# Yuck!!!! Please help



## liley (Feb 14, 2010)

Yesterday when I came home from picking my youngest up from school....My 15 year old stepson who had already been home suspecioulsly came walking down the hallway from my and my hub. bedroom...I later go in my room to find I huge ball of disgusting toilet paper laying on my bed...with you know what all on it.....Im thoroughly disgusted... In my bed !!!! SO i call his dad who is out of town to tell him and he seemed to not be that bothered by it.....OMG so disgusted...I need to say something to my stepson and dont know what to say or how to say it HELP!!!!!!!


----------



## laredo (Jan 23, 2010)

You have got to kidding. All teenage boys Jack off. It is normal and I wouldnt want a kid who didnt. Why do find a little cum so disgusting.


----------



## TNgirl232 (Oct 5, 2008)

I understand the problem. Its not what he did - it was the fact that it was your bedroom AND he didn't clean up after himself. If it had been his bedroom or the bathroom I doubt you would be concerned. I think the best thing is to speak to your husband when he gets home and say that you know its normal for his age but could he talk to his son and explain that he needs to do that in his own space - NOT his parents bedroom. Its nothing he should be ashamed of but your room is YOUR room.


----------



## laredo (Jan 23, 2010)

I agree. If the problem is him not cleaning up his mess, he should be scolded. Maybe their are some sexual items in the bedromm that excites him.


----------



## artieb (Nov 11, 2009)

If I follow, your concern is that (a) your stepson didn't clean up after himself, and (b) may be having sexual fantasies involving you and/or some of the toys you and your husband use. Is that right?

If (a), you should tell him to clean up after himself. If (b), you should be certain not to be in any way arousing when he's around, and lock up all the toys.


----------



## steve71 (Feb 5, 2010)

Liley, in your situation, for now, I'd keep the discussion very simple: that his sexual activity must happen in the privacy of his own room and that the privacy of your room must not be violated in any way.


----------



## liley (Feb 14, 2010)

Yes I realize all teenage boys do it and yes I am disgusted by HIS CUM....

It is the fact that it was in my room on my bed.....and left there ....

▸ THINGS TO DO:
**A.** Retype the stretch of the forum thread from "You have got" through "is YOUR room.".
**B.** Name each distinct username that posts in the forum thread, listing each one once.
The lines that follow have no connection to the forum thread.

(Items listed in a dataset)

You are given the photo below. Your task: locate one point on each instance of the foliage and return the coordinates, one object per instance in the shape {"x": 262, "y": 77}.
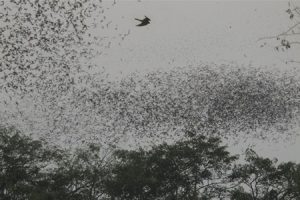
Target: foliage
{"x": 197, "y": 168}
{"x": 185, "y": 170}
{"x": 262, "y": 179}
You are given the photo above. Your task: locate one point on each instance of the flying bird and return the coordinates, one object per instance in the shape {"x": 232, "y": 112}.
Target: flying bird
{"x": 144, "y": 21}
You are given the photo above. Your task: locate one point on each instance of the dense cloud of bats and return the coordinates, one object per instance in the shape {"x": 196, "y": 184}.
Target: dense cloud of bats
{"x": 48, "y": 90}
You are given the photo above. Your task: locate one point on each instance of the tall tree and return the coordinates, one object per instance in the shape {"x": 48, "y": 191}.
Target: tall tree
{"x": 191, "y": 169}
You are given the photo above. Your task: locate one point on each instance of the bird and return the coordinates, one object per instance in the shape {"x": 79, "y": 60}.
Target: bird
{"x": 144, "y": 21}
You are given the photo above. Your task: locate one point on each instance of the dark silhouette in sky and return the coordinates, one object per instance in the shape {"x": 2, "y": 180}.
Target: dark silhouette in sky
{"x": 144, "y": 21}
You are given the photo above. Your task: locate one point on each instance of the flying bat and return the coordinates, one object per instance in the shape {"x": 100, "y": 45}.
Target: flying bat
{"x": 144, "y": 21}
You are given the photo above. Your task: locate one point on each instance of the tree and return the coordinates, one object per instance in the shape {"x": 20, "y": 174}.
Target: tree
{"x": 261, "y": 179}
{"x": 191, "y": 169}
{"x": 79, "y": 175}
{"x": 290, "y": 37}
{"x": 22, "y": 161}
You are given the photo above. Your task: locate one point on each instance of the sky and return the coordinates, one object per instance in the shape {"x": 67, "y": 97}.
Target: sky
{"x": 185, "y": 33}
{"x": 190, "y": 33}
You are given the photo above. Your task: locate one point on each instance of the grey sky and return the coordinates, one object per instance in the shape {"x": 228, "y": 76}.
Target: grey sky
{"x": 185, "y": 33}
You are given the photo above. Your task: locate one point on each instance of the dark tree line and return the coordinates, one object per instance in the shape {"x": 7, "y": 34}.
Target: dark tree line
{"x": 198, "y": 167}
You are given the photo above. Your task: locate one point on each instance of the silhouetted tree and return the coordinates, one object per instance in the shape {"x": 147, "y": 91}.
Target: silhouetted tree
{"x": 191, "y": 169}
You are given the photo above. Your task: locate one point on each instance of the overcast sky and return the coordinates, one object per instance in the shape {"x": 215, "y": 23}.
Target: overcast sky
{"x": 184, "y": 33}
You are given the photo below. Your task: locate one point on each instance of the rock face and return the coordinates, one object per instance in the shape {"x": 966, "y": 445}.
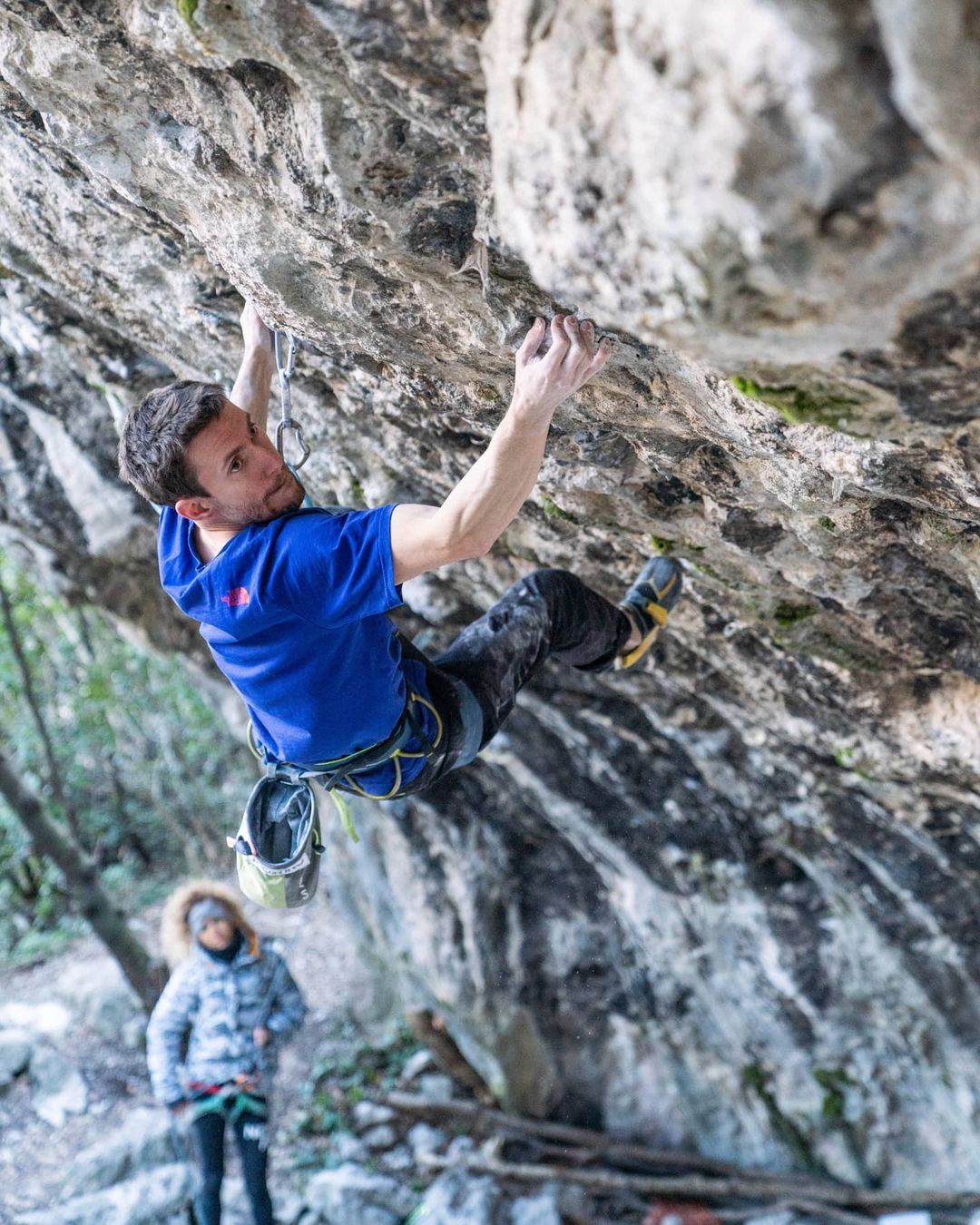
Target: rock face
{"x": 728, "y": 900}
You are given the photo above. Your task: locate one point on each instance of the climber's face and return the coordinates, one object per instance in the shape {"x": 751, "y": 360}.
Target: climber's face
{"x": 241, "y": 471}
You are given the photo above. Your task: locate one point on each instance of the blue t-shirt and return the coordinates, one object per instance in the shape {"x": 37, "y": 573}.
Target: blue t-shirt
{"x": 294, "y": 612}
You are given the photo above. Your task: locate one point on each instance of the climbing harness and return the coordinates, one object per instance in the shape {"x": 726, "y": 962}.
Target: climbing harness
{"x": 230, "y": 1100}
{"x": 279, "y": 839}
{"x": 324, "y": 778}
{"x": 286, "y": 360}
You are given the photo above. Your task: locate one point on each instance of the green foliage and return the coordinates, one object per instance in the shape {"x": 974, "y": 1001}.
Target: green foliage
{"x": 151, "y": 773}
{"x": 337, "y": 1085}
{"x": 188, "y": 9}
{"x": 662, "y": 545}
{"x": 759, "y": 1082}
{"x": 816, "y": 406}
{"x": 835, "y": 1083}
{"x": 788, "y": 614}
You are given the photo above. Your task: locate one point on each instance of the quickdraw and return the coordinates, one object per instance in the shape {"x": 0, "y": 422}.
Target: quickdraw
{"x": 286, "y": 360}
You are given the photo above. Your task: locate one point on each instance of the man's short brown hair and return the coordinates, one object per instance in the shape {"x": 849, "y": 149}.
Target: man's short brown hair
{"x": 153, "y": 447}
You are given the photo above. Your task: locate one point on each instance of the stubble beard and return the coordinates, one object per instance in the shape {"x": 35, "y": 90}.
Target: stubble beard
{"x": 262, "y": 512}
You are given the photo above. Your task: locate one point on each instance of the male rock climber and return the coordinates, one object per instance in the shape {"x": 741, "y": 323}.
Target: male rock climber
{"x": 293, "y": 602}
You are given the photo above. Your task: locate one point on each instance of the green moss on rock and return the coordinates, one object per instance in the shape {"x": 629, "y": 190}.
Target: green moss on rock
{"x": 818, "y": 405}
{"x": 788, "y": 614}
{"x": 188, "y": 9}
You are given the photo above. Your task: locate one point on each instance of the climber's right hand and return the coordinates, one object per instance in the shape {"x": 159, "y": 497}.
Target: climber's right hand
{"x": 544, "y": 380}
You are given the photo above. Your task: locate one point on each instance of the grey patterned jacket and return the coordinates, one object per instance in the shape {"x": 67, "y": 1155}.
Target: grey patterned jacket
{"x": 213, "y": 1007}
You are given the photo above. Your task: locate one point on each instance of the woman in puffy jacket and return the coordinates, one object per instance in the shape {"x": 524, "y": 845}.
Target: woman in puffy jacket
{"x": 213, "y": 1038}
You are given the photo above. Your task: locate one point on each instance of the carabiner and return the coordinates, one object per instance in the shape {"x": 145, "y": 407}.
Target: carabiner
{"x": 289, "y": 424}
{"x": 286, "y": 364}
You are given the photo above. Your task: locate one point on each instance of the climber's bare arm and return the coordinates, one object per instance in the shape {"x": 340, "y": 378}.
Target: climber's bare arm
{"x": 251, "y": 387}
{"x": 493, "y": 492}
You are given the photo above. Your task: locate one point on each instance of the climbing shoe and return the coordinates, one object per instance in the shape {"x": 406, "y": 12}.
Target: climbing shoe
{"x": 648, "y": 602}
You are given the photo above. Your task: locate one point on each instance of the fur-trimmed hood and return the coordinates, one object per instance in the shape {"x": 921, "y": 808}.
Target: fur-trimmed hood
{"x": 175, "y": 934}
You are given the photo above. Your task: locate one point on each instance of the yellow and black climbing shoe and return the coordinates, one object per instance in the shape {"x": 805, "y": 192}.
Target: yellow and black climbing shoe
{"x": 648, "y": 602}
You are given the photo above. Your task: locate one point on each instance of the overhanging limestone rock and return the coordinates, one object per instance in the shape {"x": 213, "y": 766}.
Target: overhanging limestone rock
{"x": 725, "y": 900}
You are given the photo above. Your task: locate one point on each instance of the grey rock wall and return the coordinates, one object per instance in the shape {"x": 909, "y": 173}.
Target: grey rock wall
{"x": 728, "y": 900}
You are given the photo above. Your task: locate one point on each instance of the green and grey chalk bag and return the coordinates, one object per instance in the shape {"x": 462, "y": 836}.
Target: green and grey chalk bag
{"x": 279, "y": 843}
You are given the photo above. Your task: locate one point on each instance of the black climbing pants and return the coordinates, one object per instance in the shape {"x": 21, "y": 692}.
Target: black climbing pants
{"x": 550, "y": 614}
{"x": 251, "y": 1137}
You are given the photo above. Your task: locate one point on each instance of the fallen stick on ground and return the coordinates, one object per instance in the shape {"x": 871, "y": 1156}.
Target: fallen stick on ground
{"x": 707, "y": 1189}
{"x": 482, "y": 1119}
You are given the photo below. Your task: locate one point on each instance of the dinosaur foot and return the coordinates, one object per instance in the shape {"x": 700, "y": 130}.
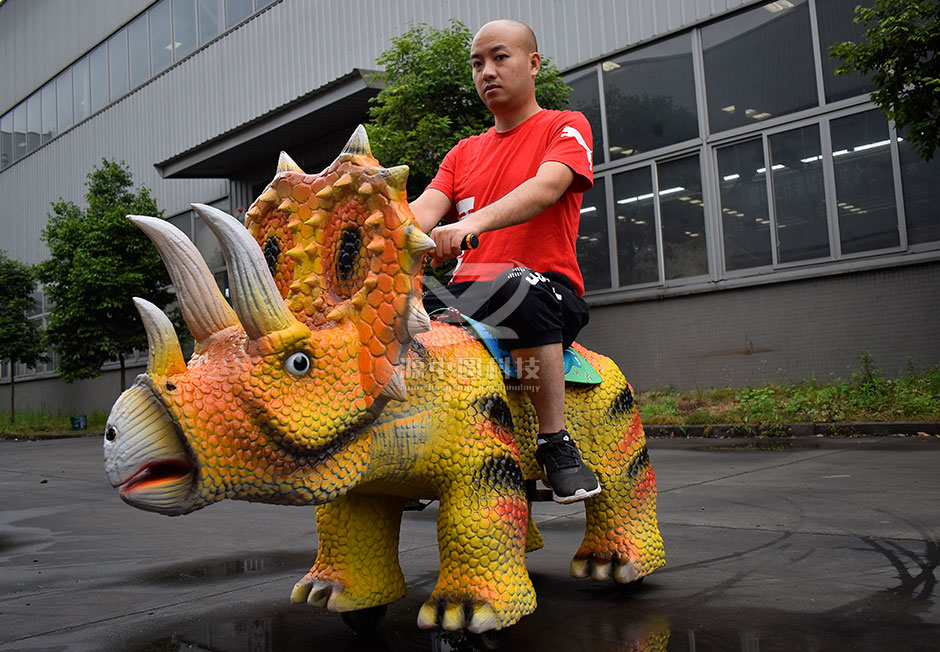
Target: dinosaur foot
{"x": 453, "y": 614}
{"x": 319, "y": 593}
{"x": 600, "y": 569}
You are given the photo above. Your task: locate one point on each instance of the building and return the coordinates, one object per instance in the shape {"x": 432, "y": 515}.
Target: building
{"x": 753, "y": 217}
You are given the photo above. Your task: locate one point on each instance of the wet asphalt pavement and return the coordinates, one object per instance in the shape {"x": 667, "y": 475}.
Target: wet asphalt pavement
{"x": 817, "y": 545}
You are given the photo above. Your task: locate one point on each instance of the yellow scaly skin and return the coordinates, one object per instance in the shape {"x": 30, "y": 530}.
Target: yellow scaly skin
{"x": 391, "y": 407}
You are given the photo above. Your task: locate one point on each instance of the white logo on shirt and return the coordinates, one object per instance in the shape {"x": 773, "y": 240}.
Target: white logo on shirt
{"x": 464, "y": 207}
{"x": 571, "y": 132}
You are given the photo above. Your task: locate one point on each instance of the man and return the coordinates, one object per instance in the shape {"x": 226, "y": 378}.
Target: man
{"x": 518, "y": 186}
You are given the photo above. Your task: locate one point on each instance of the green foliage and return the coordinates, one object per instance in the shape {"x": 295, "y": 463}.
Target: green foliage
{"x": 868, "y": 396}
{"x": 98, "y": 262}
{"x": 20, "y": 336}
{"x": 901, "y": 41}
{"x": 429, "y": 102}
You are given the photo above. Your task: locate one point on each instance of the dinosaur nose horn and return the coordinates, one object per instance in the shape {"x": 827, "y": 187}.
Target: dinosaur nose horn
{"x": 204, "y": 308}
{"x": 255, "y": 297}
{"x": 166, "y": 357}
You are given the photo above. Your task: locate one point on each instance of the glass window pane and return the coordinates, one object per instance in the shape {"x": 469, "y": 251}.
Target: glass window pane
{"x": 683, "y": 218}
{"x": 799, "y": 195}
{"x": 19, "y": 131}
{"x": 637, "y": 257}
{"x": 6, "y": 139}
{"x": 80, "y": 89}
{"x": 48, "y": 112}
{"x": 861, "y": 155}
{"x": 184, "y": 27}
{"x": 33, "y": 122}
{"x": 98, "y": 68}
{"x": 921, "y": 185}
{"x": 835, "y": 26}
{"x": 650, "y": 97}
{"x": 184, "y": 223}
{"x": 759, "y": 64}
{"x": 161, "y": 39}
{"x": 210, "y": 20}
{"x": 593, "y": 249}
{"x": 745, "y": 219}
{"x": 208, "y": 245}
{"x": 117, "y": 57}
{"x": 63, "y": 89}
{"x": 585, "y": 97}
{"x": 236, "y": 11}
{"x": 138, "y": 46}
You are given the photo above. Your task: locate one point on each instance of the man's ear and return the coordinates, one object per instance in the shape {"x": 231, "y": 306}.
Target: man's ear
{"x": 535, "y": 63}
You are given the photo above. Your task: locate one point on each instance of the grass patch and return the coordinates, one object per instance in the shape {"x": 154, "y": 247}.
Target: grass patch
{"x": 867, "y": 396}
{"x": 32, "y": 422}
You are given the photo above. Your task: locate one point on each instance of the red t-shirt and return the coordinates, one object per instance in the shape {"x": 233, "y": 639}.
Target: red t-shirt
{"x": 481, "y": 169}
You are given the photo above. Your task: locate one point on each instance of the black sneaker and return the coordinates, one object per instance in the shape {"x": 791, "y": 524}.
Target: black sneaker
{"x": 563, "y": 469}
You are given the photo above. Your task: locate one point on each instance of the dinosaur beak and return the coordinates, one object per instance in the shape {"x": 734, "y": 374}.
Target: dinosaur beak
{"x": 166, "y": 357}
{"x": 204, "y": 308}
{"x": 255, "y": 297}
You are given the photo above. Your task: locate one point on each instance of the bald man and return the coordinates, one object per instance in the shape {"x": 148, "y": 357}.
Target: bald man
{"x": 518, "y": 186}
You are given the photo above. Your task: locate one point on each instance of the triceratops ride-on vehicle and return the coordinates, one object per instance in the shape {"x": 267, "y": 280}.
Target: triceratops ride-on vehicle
{"x": 326, "y": 383}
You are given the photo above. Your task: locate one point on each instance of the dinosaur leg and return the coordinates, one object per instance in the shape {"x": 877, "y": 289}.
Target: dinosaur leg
{"x": 621, "y": 532}
{"x": 357, "y": 557}
{"x": 483, "y": 583}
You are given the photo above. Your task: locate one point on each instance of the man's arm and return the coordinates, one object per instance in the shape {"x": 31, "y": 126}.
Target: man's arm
{"x": 430, "y": 208}
{"x": 521, "y": 204}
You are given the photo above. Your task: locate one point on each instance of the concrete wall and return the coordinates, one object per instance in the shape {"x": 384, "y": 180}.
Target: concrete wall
{"x": 782, "y": 331}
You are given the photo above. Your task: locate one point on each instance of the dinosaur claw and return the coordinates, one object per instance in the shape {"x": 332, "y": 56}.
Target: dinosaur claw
{"x": 427, "y": 617}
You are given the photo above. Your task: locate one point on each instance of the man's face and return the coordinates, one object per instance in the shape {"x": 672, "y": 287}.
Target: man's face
{"x": 503, "y": 68}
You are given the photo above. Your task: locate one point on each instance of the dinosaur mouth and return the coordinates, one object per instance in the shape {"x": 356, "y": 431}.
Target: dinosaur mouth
{"x": 156, "y": 474}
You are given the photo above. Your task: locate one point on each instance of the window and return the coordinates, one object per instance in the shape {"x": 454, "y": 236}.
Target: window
{"x": 759, "y": 64}
{"x": 585, "y": 97}
{"x": 745, "y": 220}
{"x": 63, "y": 91}
{"x": 835, "y": 26}
{"x": 210, "y": 20}
{"x": 635, "y": 227}
{"x": 33, "y": 122}
{"x": 80, "y": 90}
{"x": 138, "y": 51}
{"x": 799, "y": 195}
{"x": 48, "y": 112}
{"x": 117, "y": 64}
{"x": 184, "y": 28}
{"x": 867, "y": 208}
{"x": 6, "y": 139}
{"x": 98, "y": 68}
{"x": 650, "y": 97}
{"x": 682, "y": 213}
{"x": 593, "y": 248}
{"x": 161, "y": 37}
{"x": 236, "y": 11}
{"x": 921, "y": 185}
{"x": 19, "y": 131}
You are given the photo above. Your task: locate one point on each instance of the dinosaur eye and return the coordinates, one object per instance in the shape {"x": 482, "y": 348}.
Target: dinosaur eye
{"x": 298, "y": 364}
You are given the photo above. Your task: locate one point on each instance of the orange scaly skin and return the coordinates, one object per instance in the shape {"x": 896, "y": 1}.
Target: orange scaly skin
{"x": 389, "y": 407}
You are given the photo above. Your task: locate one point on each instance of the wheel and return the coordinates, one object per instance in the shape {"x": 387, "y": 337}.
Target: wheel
{"x": 364, "y": 621}
{"x": 491, "y": 640}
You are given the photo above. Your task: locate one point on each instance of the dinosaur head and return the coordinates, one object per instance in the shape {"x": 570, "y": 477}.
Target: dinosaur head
{"x": 275, "y": 403}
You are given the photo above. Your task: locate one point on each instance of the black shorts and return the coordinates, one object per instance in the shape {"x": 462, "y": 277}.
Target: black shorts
{"x": 526, "y": 308}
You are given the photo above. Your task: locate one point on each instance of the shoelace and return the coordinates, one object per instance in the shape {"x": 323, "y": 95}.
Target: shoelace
{"x": 562, "y": 454}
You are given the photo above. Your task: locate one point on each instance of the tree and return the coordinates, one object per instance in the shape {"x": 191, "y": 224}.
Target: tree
{"x": 429, "y": 102}
{"x": 20, "y": 336}
{"x": 98, "y": 262}
{"x": 900, "y": 46}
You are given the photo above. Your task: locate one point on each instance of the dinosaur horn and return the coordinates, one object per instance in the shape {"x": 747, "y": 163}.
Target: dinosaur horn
{"x": 166, "y": 357}
{"x": 255, "y": 297}
{"x": 204, "y": 308}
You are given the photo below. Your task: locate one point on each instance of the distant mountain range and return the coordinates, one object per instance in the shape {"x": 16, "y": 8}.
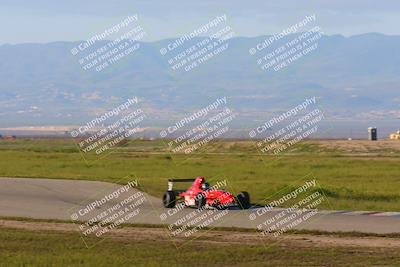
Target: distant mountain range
{"x": 354, "y": 77}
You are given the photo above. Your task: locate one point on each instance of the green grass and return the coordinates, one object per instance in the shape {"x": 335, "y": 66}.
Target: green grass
{"x": 49, "y": 248}
{"x": 351, "y": 182}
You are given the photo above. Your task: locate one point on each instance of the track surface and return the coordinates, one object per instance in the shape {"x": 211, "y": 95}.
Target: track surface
{"x": 59, "y": 199}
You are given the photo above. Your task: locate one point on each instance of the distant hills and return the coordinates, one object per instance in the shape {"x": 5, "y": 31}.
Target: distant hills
{"x": 354, "y": 77}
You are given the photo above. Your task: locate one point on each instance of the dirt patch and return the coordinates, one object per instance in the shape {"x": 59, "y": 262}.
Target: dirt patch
{"x": 221, "y": 237}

▸ COMPLETED EXERCISE:
**A.**
You have got to kidding. All teenage boys Jack off. It is normal and I wouldnt want a kid who didnt. Why do find a little cum so disgusting.


----------



## TNgirl232 (Oct 5, 2008)

I understand the problem. Its not what he did - it was the fact that it was your bedroom AND he didn't clean up after himself. If it had been his bedroom or the bathroom I doubt you would be concerned. I think the best thing is to speak to your husband when he gets home and say that you know its normal for his age but could he talk to his son and explain that he needs to do that in his own space - NOT his parents bedroom. Its nothing he should be ashamed of but your room is YOUR room.

**B.** liley, laredo, TNgirl232, artieb, steve71